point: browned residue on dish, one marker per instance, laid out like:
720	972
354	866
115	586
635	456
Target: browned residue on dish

* _Work to be completed_:
Copy every line of the records above, with no changes.

* _Written answer_:
point: browned residue on dish, one marker per instance, laid out like:
720	972
354	866
115	586
635	456
Target: browned residue on dish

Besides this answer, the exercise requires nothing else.